- _What to do_:
a – Decide whether each statement below agrees with the forum reply about sorting text files in Hadoop. Answer yes or no for (i), (ii) and (iii), and quote the exact words of the reply that settle each one.

(i) The writer recommends TextInputFormat as the closest built-in input format for the example.
(ii) The writer knows which input format the original poster is using.
(iii) The writer points to the map method of the WordCount example as an illustration.
b – Reproduce the passage of the forum reply about sorting in Hadoop between "What sort of" and "I am saying.", inclusive.

You are viewing a plain text version of this content. The canonical link for it is here.
Posted to common-user@hadoop.apache.org by Devaraj Das <dd...@yahoo-inc.com> on 2007/07/01 19:45:16 UTC

RE: Sort inputs, outputs

> 1. Do I need to setup files specially for them to work with sort?  My
self-made test 
> files always causes the map tasks to fail.  They're just text files with
lines such as 
> "123456 abcdef", "789012 ghijkl", etc.

What sort of failures do you get? I am assuming that you want to sort based
on the value of the first numerical string in every line. I don't know what
inputformat you are using. So, for your example, the closest built-in
inputformat is TextInputFormat. If you use that you would get the key and
value as the offset (as a LongWritable object) of the line in the file and
the line (as a Text object). You would then need to extract the two parts,
create a IntWritable or a LongWritable object of the first part, and, create
a Text object of the second part, and then do output.collect treating the
first part as the key and the second part as the value. Have a look at
org.apache.hadoop.examples.WordCount.MapClass.map to get a better feel for
what I am saying.

- _Entries_:
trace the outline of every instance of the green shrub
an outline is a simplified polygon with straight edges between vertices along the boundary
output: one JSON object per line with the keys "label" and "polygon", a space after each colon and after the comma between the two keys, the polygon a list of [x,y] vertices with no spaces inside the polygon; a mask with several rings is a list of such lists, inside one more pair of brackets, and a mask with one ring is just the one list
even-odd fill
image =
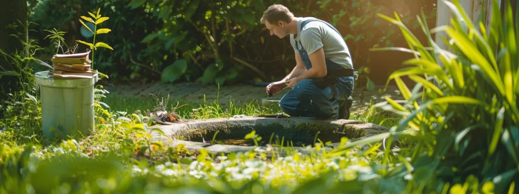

- _Completed exercise_:
a –
(i) Yes: "the closest built-in inputformat is TextInputFormat"
(ii) No: "I don't know what inputformat you are using."
(iii) Yes: "Have a look at org.apache.hadoop.examples.WordCount.MapClass.map"

b –
What sort of failures do you get? I am assuming that you want to sort based
on the value of the first numerical string in every line. I don't know what
inputformat you are using. So, for your example, the closest built-in
inputformat is TextInputFormat. If you use that you would get the key and
value as the offset (as a LongWritable object) of the line in the file and
the line (as a Text object). You would then need to extract the two parts,
create a IntWritable or a LongWritable object of the first part, and, create
a Text object of the second part, and then do output.collect treating the
first part as the key and the second part as the value. Have a look at
org.apache.hadoop.examples.WordCount.MapClass.map to get a better feel for
what I am saying.